* [TASK PROMPT]
Exactly the lines from the top of the records below through the one containing "target | small white speck" must be set down, with no line added or dropped.

* [DATASET EXCERPTS]

# # # # #

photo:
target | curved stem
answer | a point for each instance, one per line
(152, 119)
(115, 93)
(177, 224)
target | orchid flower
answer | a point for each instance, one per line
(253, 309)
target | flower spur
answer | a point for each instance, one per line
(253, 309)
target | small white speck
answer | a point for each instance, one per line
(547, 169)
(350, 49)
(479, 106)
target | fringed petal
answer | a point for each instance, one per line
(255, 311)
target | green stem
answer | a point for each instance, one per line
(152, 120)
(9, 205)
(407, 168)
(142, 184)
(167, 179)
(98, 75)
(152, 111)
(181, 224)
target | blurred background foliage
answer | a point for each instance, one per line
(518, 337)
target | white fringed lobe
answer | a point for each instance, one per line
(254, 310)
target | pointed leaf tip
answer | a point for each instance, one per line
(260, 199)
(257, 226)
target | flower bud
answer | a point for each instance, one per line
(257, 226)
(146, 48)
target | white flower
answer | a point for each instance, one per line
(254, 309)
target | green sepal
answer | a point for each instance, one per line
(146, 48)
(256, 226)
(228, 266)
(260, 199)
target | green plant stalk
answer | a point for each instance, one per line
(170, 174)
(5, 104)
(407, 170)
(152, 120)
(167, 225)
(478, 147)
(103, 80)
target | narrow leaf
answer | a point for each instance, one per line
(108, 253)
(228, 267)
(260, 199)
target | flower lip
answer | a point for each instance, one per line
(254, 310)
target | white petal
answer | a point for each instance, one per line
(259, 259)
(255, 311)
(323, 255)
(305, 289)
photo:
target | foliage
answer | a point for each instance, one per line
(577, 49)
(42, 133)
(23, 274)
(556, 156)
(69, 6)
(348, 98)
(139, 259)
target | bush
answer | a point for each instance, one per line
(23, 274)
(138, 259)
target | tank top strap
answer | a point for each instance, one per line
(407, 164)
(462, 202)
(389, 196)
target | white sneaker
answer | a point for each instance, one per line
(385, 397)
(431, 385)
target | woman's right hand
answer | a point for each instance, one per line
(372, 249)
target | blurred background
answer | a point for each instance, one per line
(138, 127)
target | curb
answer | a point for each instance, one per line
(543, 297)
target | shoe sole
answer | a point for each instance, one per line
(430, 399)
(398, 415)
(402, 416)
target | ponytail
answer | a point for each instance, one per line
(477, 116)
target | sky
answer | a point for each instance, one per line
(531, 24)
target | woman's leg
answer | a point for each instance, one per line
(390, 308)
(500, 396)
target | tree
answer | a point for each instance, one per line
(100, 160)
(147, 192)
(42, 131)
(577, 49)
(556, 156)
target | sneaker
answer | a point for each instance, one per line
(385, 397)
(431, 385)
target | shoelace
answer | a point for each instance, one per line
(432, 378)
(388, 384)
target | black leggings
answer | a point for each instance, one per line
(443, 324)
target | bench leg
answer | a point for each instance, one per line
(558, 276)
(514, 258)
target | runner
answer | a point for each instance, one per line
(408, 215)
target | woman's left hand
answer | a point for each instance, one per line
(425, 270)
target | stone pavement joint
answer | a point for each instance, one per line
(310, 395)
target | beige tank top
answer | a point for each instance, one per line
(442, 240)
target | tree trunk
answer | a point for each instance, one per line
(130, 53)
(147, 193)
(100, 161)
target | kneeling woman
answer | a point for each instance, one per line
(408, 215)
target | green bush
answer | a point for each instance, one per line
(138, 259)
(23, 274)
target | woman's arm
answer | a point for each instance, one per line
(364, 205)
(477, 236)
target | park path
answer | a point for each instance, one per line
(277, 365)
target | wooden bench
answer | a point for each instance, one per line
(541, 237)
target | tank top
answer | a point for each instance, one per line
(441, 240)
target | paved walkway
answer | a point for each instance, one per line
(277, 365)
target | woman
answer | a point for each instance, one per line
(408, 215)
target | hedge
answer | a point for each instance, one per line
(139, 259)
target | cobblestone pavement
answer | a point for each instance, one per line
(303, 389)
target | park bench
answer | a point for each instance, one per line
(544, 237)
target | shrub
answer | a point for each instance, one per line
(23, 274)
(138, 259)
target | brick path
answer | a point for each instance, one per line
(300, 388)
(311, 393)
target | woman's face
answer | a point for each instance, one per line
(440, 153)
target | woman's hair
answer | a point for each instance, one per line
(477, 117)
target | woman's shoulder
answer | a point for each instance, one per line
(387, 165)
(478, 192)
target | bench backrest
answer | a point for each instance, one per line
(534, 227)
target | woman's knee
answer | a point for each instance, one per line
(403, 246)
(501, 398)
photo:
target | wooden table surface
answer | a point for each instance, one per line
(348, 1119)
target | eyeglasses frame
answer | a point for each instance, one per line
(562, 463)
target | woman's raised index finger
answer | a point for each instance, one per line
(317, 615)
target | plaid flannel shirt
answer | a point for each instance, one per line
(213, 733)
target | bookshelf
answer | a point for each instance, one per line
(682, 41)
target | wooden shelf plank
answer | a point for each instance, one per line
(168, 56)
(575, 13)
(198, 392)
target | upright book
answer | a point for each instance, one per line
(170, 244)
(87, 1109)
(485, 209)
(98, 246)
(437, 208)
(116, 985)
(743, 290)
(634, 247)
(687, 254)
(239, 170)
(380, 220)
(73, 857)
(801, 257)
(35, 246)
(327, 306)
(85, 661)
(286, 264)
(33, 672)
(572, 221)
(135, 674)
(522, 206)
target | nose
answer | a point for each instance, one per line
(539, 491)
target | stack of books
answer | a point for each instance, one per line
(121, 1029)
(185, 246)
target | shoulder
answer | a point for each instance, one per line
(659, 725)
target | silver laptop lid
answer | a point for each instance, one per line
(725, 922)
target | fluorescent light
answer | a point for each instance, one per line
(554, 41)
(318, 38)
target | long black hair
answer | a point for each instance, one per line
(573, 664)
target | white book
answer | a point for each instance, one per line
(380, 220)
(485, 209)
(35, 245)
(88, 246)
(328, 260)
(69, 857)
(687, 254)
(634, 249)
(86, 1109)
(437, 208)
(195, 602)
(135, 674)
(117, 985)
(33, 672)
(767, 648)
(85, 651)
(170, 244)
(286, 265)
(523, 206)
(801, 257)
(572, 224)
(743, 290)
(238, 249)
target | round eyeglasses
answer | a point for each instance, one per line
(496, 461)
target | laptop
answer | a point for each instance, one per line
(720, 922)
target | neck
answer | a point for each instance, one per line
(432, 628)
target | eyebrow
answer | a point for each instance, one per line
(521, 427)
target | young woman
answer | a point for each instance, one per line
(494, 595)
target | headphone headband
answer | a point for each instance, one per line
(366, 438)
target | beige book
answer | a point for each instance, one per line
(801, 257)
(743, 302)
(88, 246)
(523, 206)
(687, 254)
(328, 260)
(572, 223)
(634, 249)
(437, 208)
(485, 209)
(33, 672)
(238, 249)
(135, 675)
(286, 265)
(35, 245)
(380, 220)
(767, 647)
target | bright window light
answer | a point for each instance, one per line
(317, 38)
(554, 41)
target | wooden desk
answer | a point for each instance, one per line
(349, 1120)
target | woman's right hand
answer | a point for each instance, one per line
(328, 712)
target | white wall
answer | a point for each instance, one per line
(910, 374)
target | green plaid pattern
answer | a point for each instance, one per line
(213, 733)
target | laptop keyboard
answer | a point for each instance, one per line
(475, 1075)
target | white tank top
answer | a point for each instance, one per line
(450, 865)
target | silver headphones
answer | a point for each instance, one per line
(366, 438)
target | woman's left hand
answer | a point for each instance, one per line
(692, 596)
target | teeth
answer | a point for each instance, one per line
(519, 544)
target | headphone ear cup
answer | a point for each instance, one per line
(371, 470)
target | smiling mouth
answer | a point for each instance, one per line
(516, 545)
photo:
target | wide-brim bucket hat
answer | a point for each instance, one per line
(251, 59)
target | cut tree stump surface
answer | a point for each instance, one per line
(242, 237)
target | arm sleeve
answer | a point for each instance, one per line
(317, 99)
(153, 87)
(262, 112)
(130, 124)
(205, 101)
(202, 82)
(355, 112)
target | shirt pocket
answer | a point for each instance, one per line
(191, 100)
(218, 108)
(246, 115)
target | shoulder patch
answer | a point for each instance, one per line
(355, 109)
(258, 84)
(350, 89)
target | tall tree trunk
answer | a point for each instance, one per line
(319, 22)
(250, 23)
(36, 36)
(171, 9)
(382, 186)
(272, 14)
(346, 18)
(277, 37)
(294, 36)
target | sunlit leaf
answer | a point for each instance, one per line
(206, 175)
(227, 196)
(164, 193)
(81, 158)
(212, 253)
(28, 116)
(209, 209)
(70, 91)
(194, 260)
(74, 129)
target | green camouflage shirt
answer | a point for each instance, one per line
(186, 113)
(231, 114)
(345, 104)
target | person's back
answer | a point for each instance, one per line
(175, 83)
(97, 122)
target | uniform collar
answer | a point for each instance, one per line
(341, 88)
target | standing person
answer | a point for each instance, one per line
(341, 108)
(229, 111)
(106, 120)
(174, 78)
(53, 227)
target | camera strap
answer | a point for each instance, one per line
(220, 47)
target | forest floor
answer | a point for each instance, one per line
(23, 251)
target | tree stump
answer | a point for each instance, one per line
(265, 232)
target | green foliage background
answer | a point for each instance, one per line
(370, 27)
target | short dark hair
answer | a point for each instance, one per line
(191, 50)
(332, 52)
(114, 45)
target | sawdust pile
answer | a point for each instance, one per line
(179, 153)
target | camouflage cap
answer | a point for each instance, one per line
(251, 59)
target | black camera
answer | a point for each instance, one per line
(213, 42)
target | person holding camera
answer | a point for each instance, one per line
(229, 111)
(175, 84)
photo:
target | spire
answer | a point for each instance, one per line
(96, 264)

# # # # #

* [RESULT BELOW]
photo:
target | curved stem
answer | a point for each instance, one per line
(152, 119)
(115, 93)
(177, 224)
target | orchid flower
answer | a point for each instance, one per line
(253, 309)
target | flower spur
answer | a point for each instance, one per line
(253, 309)
target | small white speck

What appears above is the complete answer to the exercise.